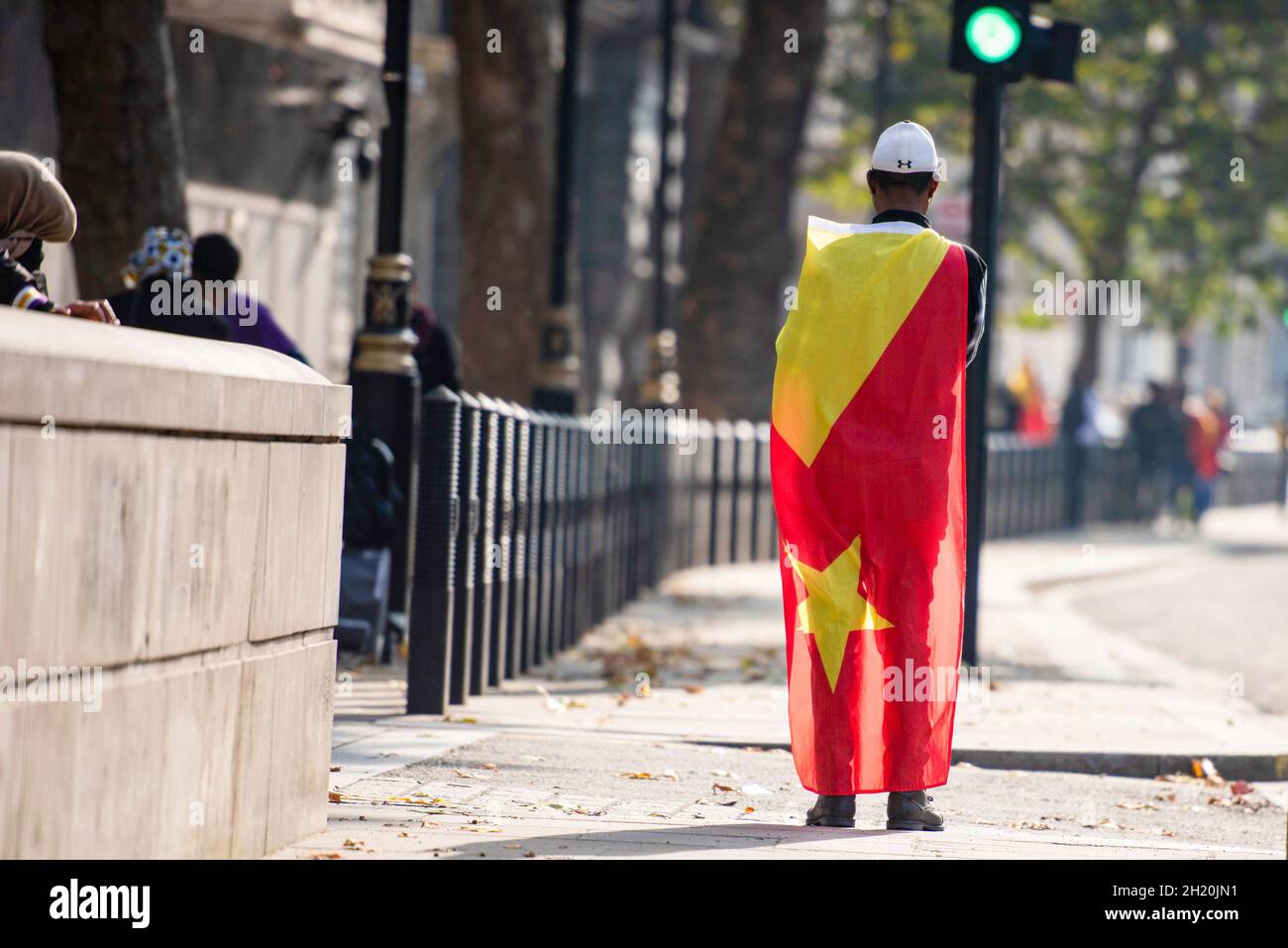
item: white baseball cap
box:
[872,120,948,181]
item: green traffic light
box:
[966,7,1021,63]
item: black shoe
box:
[805,793,854,828]
[886,790,944,832]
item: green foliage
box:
[807,0,1288,358]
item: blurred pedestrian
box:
[1060,364,1100,528]
[1185,387,1231,524]
[409,300,461,393]
[0,152,117,325]
[1008,357,1051,442]
[1127,381,1176,520]
[192,233,309,365]
[111,227,228,339]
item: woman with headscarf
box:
[0,152,117,323]
[108,227,228,339]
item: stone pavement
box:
[279,511,1288,859]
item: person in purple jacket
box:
[192,233,309,365]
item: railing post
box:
[471,395,496,694]
[523,411,550,671]
[507,402,531,678]
[486,399,514,686]
[448,391,482,704]
[572,415,593,642]
[407,386,461,715]
[711,419,733,566]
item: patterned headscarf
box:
[121,227,192,290]
[0,152,76,257]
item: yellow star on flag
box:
[787,537,894,691]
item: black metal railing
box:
[407,387,1284,713]
[407,387,777,713]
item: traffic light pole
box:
[962,76,1004,665]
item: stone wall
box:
[0,306,351,858]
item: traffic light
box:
[948,0,1082,82]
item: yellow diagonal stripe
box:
[773,227,949,465]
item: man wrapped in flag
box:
[770,121,986,829]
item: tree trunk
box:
[46,0,188,297]
[678,0,827,419]
[452,0,551,404]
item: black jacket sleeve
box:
[0,250,54,312]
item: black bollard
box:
[407,386,461,715]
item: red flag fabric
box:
[770,218,967,793]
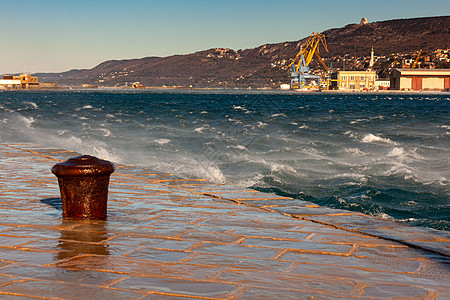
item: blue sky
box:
[0,0,450,74]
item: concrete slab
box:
[0,143,450,299]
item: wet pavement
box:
[0,144,450,299]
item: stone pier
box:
[0,143,450,300]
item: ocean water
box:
[0,90,450,231]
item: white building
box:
[390,69,450,91]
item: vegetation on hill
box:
[38,16,450,88]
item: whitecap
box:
[20,116,35,127]
[227,145,247,150]
[99,128,112,137]
[361,133,397,145]
[350,119,369,124]
[344,148,366,156]
[386,147,405,157]
[256,121,269,128]
[155,139,170,145]
[24,101,39,109]
[270,113,286,118]
[194,127,206,133]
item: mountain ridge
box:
[37,16,450,87]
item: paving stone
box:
[0,266,128,286]
[218,270,357,296]
[0,281,142,300]
[192,243,277,258]
[278,251,423,274]
[187,254,291,272]
[0,143,450,299]
[114,277,237,298]
[363,284,434,299]
[242,238,352,255]
[127,248,190,262]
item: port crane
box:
[411,49,422,69]
[289,32,329,88]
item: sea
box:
[0,89,450,231]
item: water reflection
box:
[55,220,110,260]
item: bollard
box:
[52,155,115,220]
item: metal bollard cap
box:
[52,155,115,177]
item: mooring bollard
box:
[52,155,115,219]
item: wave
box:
[23,101,39,109]
[155,139,170,146]
[20,116,35,128]
[361,133,398,145]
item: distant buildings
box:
[0,74,57,89]
[331,71,377,91]
[0,74,39,89]
[390,69,450,91]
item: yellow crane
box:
[289,32,329,87]
[411,49,422,69]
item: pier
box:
[0,143,450,299]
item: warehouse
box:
[390,69,450,91]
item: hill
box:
[37,16,450,87]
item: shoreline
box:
[0,143,450,299]
[0,86,450,95]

—————

Can you convert every line of the records above into a Markdown table with the columns Row and Content, numbering each line and skipping blank ones? Leave the pictures out of the answer.

| Row | Content |
|---|---|
| 1 | item: white baseball cap |
| 2 | box: |
| 3 | [872,120,948,181] |
| 4 | item: green traffic light |
| 5 | box: |
| 6 | [966,7,1021,63] |
| 7 | item: black shoe |
| 8 | box: |
| 9 | [805,793,854,828] |
| 10 | [886,790,944,832] |
| 11 | item: green foliage |
| 12 | box: |
| 13 | [807,0,1288,358] |
| 14 | item: blurred pedestrian |
| 15 | box: |
| 16 | [1060,364,1100,528] |
| 17 | [1185,387,1231,524] |
| 18 | [409,300,461,393] |
| 19 | [0,152,117,325] |
| 20 | [1008,357,1051,442] |
| 21 | [1127,381,1176,520] |
| 22 | [192,233,309,365] |
| 23 | [111,227,228,339] |
| 24 | item: woman with headscarf |
| 25 | box: |
| 26 | [0,152,117,323] |
| 27 | [108,227,228,339] |
| 28 | item: stone pavement |
| 29 | box: |
| 30 | [279,511,1288,859] |
| 31 | item: person in purple jacket |
| 32 | box: |
| 33 | [192,233,309,365] |
| 34 | item: railing post |
| 35 | box: |
| 36 | [471,395,496,694] |
| 37 | [523,411,550,671] |
| 38 | [507,402,531,678] |
| 39 | [486,399,514,686] |
| 40 | [448,391,482,704] |
| 41 | [572,415,593,642] |
| 42 | [407,386,461,715] |
| 43 | [711,419,733,566] |
| 44 | item: patterned headscarf |
| 45 | box: |
| 46 | [121,227,192,290] |
| 47 | [0,152,76,257] |
| 48 | item: yellow star on flag |
| 49 | box: |
| 50 | [787,537,894,691] |
| 51 | item: black metal railing |
| 52 | box: |
| 53 | [407,387,1284,713] |
| 54 | [407,387,777,713] |
| 55 | item: traffic light pole |
| 56 | box: |
| 57 | [962,76,1004,665] |
| 58 | item: stone wall |
| 59 | box: |
| 60 | [0,306,351,858] |
| 61 | item: traffic light |
| 62 | box: |
| 63 | [948,0,1082,82] |
| 64 | item: yellow diagonal stripe |
| 65 | box: |
| 66 | [773,227,949,465] |
| 67 | item: man wrapped in flag |
| 68 | box: |
| 69 | [770,121,986,829] |
| 70 | item: tree trunk |
| 71 | box: |
| 72 | [46,0,188,297] |
| 73 | [678,0,827,419] |
| 74 | [452,0,551,404] |
| 75 | item: black jacket sleeve |
| 76 | box: |
| 77 | [0,250,54,312] |
| 78 | item: black bollard |
| 79 | box: |
| 80 | [407,386,461,715] |
| 81 | item: red flag fabric |
| 82 | box: |
| 83 | [770,218,967,793] |
| 84 | item: blue sky |
| 85 | box: |
| 86 | [0,0,450,74] |
| 87 | item: concrete slab |
| 88 | box: |
| 89 | [0,143,450,299] |
| 90 | item: wet pavement |
| 91 | box: |
| 92 | [0,144,450,299] |
| 93 | item: stone pier |
| 94 | box: |
| 95 | [0,143,450,300] |
| 96 | item: ocean water |
| 97 | box: |
| 98 | [0,90,450,231] |
| 99 | item: white building |
| 100 | box: |
| 101 | [390,69,450,91] |
| 102 | item: vegetation on hill |
| 103 | box: |
| 104 | [38,16,450,88] |
| 105 | item: whitecap |
| 106 | box: |
| 107 | [20,116,35,127] |
| 108 | [227,145,247,150] |
| 109 | [99,128,112,137] |
| 110 | [361,133,397,145] |
| 111 | [350,119,369,124] |
| 112 | [344,148,366,156] |
| 113 | [386,147,405,157] |
| 114 | [256,121,269,128] |
| 115 | [155,139,170,145] |
| 116 | [24,101,39,109] |
| 117 | [270,113,286,118] |
| 118 | [194,127,206,133] |
| 119 | item: mountain ridge |
| 120 | box: |
| 121 | [37,16,450,87] |
| 122 | item: paving stone |
| 123 | box: |
| 124 | [0,266,128,286] |
| 125 | [218,270,357,296] |
| 126 | [0,281,142,300] |
| 127 | [192,243,277,258] |
| 128 | [278,251,423,274] |
| 129 | [187,254,291,272] |
| 130 | [0,143,450,299] |
| 131 | [114,277,237,298] |
| 132 | [363,284,434,299] |
| 133 | [242,238,352,255] |
| 134 | [127,248,190,262] |
| 135 | item: port crane |
| 136 | box: |
| 137 | [411,49,422,69] |
| 138 | [289,32,329,88] |
| 139 | item: sea |
| 140 | box: |
| 141 | [0,89,450,231] |
| 142 | item: water reflection |
| 143 | box: |
| 144 | [55,220,110,260] |
| 145 | item: bollard |
| 146 | box: |
| 147 | [52,155,115,220] |
| 148 | item: metal bollard cap |
| 149 | box: |
| 150 | [52,155,115,177] |
| 151 | item: mooring bollard |
| 152 | box: |
| 153 | [52,155,115,219] |
| 154 | item: wave |
| 155 | box: |
| 156 | [23,101,39,109] |
| 157 | [155,139,170,146] |
| 158 | [20,116,35,128] |
| 159 | [361,133,398,145] |
| 160 | item: distant buildings |
| 161 | box: |
| 162 | [0,74,57,89] |
| 163 | [331,71,377,91] |
| 164 | [0,74,39,89] |
| 165 | [390,69,450,91] |
| 166 | item: yellow crane |
| 167 | box: |
| 168 | [289,32,329,87] |
| 169 | [411,49,422,69] |
| 170 | item: pier |
| 171 | box: |
| 172 | [0,143,450,299] |
| 173 | item: warehouse |
| 174 | box: |
| 175 | [390,69,450,91] |
| 176 | item: hill |
| 177 | box: |
| 178 | [37,16,450,87] |
| 179 | item: shoreline |
| 180 | box: |
| 181 | [0,143,450,299] |
| 182 | [0,86,450,95] |